(Annotation dataset entries)
================================
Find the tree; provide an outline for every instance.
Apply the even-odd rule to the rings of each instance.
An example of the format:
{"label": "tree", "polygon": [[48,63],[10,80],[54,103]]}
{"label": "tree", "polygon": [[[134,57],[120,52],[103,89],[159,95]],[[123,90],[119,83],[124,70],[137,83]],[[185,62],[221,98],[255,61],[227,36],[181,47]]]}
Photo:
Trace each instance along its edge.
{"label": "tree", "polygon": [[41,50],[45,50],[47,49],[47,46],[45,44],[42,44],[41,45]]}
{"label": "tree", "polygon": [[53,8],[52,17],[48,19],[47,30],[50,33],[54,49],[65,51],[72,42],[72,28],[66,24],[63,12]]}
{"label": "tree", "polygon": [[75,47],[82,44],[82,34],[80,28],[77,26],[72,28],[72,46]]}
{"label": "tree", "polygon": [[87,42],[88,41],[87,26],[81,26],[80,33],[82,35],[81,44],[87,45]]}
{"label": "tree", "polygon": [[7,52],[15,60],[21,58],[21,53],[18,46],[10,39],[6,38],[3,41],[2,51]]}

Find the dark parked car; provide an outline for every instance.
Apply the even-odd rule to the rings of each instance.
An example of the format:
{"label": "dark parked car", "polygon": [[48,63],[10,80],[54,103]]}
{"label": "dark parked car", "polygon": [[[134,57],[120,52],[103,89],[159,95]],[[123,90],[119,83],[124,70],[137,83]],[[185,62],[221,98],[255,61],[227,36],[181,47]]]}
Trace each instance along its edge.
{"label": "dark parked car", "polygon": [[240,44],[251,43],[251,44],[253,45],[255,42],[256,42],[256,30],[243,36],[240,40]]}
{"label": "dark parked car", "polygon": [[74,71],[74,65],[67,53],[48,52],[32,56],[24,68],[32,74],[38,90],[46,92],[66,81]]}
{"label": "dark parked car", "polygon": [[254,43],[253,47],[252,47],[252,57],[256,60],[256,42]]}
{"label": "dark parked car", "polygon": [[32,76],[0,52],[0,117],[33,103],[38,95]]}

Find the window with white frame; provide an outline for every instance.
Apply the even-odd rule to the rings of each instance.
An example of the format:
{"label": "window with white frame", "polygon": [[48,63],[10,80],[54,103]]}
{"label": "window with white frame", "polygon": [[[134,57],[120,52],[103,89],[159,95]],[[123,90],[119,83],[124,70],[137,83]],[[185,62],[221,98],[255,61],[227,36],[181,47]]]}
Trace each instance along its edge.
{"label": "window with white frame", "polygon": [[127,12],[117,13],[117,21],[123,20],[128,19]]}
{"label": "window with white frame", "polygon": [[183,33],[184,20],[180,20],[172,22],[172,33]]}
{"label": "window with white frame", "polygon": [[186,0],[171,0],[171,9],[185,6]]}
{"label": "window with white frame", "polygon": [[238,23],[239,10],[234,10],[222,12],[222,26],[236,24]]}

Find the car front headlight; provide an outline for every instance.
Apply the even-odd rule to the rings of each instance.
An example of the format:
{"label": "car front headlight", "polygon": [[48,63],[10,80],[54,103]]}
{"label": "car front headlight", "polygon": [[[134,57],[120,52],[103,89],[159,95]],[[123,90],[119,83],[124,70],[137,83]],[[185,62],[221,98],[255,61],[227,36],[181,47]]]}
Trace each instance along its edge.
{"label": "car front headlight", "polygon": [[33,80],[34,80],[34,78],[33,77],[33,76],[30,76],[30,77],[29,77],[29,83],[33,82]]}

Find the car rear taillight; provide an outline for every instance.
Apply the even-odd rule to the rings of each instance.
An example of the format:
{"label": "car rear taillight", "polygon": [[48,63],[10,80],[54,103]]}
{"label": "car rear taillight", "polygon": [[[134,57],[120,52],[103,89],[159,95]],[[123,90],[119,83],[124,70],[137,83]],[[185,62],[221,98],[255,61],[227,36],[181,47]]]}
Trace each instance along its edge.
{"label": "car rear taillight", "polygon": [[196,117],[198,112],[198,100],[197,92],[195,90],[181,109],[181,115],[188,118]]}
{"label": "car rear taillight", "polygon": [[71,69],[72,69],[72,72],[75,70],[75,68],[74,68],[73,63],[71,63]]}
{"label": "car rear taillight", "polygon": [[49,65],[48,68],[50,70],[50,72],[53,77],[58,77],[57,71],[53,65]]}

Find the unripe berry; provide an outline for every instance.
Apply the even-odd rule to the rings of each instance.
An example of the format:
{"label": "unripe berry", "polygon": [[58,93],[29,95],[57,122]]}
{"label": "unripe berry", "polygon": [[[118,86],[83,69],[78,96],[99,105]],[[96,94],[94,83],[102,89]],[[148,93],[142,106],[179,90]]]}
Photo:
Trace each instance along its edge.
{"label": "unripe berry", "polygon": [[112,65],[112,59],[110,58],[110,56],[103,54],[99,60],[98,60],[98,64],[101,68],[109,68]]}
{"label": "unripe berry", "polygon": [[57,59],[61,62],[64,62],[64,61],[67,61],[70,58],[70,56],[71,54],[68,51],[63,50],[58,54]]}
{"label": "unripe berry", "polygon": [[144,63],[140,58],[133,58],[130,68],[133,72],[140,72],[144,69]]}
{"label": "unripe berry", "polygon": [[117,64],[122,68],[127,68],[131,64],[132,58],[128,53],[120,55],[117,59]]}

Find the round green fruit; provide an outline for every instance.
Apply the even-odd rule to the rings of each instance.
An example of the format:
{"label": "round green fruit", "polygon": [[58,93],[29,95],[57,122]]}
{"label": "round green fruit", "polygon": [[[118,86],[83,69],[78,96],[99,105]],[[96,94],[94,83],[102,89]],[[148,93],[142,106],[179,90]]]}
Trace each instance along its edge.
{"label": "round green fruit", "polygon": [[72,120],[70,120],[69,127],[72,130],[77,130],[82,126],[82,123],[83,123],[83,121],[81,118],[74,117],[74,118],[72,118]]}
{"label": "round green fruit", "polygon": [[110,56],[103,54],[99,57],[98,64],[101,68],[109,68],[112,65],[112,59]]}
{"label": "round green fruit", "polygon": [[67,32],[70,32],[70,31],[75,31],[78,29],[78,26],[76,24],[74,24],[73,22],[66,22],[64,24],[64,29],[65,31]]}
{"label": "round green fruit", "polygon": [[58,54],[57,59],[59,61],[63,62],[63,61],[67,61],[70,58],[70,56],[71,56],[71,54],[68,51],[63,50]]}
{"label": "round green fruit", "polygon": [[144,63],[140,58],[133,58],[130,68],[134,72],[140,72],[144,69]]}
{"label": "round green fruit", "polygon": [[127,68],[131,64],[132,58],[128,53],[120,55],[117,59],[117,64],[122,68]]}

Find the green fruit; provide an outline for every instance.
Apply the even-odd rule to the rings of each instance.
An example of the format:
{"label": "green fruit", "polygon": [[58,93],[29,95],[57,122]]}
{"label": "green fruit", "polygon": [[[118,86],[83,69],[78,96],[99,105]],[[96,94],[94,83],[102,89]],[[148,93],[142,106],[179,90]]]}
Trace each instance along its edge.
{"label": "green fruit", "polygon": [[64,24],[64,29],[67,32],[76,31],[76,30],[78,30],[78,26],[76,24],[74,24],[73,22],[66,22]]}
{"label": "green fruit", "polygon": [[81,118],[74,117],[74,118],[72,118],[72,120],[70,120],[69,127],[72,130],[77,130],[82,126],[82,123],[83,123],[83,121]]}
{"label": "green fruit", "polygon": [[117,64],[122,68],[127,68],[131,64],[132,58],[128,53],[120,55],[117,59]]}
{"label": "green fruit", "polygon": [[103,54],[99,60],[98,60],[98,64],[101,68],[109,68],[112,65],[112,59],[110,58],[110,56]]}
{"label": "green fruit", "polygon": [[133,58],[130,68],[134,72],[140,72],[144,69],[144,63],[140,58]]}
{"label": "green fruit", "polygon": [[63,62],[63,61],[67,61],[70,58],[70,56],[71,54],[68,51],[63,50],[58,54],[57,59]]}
================================
Repeat word for word every line from the one that holds "Find the green" to the end. Both ends count.

* _FULL ANSWER_:
Find the green fruit; provide an outline for every instance.
Apply the even-odd rule to the rings of each instance.
An example of the format:
{"label": "green fruit", "polygon": [[58,93],[29,95],[57,122]]}
{"label": "green fruit", "polygon": [[[118,86],[83,69],[78,96],[99,105]],[[96,94],[94,83],[102,89]],[[148,93],[142,106],[179,90]]]}
Trace each instance along its edge.
{"label": "green fruit", "polygon": [[64,24],[64,29],[67,32],[76,31],[76,30],[78,30],[78,26],[76,24],[74,24],[73,22],[66,22]]}
{"label": "green fruit", "polygon": [[81,118],[74,117],[74,118],[72,118],[72,120],[70,120],[69,127],[72,130],[77,130],[82,126],[82,123],[83,123],[83,121]]}
{"label": "green fruit", "polygon": [[117,64],[122,68],[127,68],[131,64],[132,58],[128,53],[120,55],[117,59]]}
{"label": "green fruit", "polygon": [[103,54],[99,60],[98,60],[98,64],[101,68],[109,68],[112,65],[112,59],[110,58],[110,56]]}
{"label": "green fruit", "polygon": [[133,58],[130,68],[134,72],[140,72],[144,69],[144,63],[140,58]]}
{"label": "green fruit", "polygon": [[63,62],[63,61],[67,61],[70,58],[70,56],[71,54],[68,51],[63,50],[58,54],[57,59]]}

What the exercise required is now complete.